**STATED PROBLEM**.
Can you update the lines below so that every "pepper stem" reads "pepper stalk", with everything else left unchanged? Leave the pictures out of your answer.

**Location identification entries**.
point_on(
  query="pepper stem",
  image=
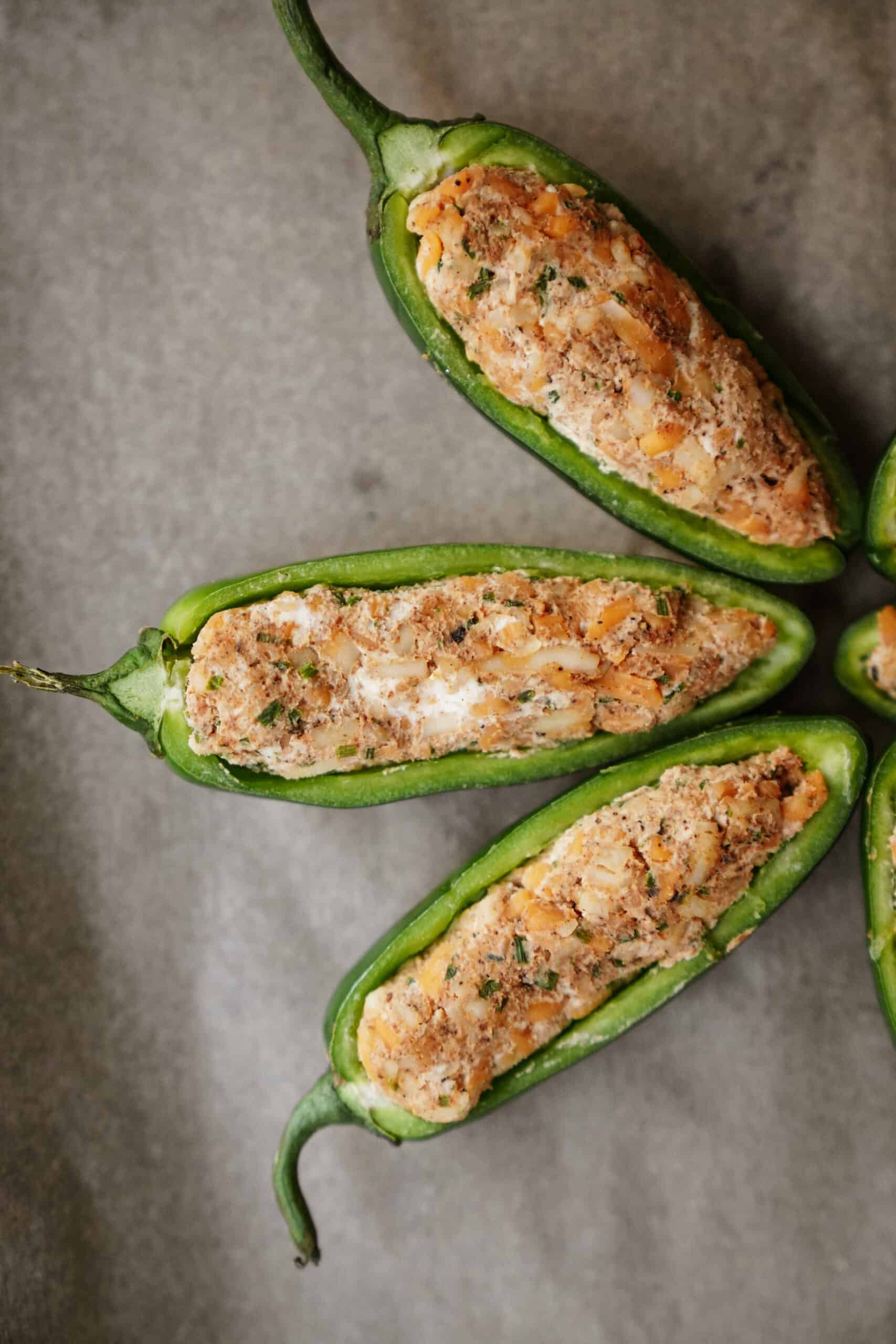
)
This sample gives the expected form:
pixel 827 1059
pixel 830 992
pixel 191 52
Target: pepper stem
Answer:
pixel 132 690
pixel 359 111
pixel 318 1109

**RESULT FOR THIS EXERCISE**.
point_on(
  query="pepper stalk",
  image=
)
This sample gives the expected form:
pixel 827 1059
pixel 830 992
pixel 191 52
Target: pepper stalk
Answer:
pixel 132 690
pixel 359 111
pixel 318 1109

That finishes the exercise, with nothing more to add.